==== GIVEN DATA

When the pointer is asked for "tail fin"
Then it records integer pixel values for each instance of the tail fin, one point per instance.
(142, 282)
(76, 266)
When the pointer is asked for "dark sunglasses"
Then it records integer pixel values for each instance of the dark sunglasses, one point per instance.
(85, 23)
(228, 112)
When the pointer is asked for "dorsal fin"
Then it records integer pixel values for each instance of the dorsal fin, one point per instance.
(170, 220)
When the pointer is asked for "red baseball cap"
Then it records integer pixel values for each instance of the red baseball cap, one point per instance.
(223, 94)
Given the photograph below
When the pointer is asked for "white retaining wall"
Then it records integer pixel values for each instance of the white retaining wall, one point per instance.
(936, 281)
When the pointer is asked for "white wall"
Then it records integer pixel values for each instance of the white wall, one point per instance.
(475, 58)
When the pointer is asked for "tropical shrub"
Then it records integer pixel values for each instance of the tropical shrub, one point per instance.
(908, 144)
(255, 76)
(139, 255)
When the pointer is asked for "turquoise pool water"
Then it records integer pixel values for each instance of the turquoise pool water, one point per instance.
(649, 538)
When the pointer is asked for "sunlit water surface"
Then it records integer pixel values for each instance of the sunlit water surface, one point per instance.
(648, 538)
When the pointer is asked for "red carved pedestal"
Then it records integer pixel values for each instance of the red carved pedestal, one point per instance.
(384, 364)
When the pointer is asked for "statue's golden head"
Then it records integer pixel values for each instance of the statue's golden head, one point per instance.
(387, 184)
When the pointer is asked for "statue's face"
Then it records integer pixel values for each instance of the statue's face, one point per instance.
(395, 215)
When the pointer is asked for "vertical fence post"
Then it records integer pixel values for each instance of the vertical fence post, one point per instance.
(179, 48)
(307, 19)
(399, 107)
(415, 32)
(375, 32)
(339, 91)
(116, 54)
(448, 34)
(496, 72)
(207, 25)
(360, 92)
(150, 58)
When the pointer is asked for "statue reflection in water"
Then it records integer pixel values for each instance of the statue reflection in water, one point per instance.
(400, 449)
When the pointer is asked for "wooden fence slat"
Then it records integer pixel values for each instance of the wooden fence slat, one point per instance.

========

Using the listing above, show every line that includes the string "wooden".

- **ANSWER TO THIS PROBLEM**:
When the pointer is asked for "wooden fence slat"
Then it records integer pixel values for each instance of the wooden fence slat, one point per instance.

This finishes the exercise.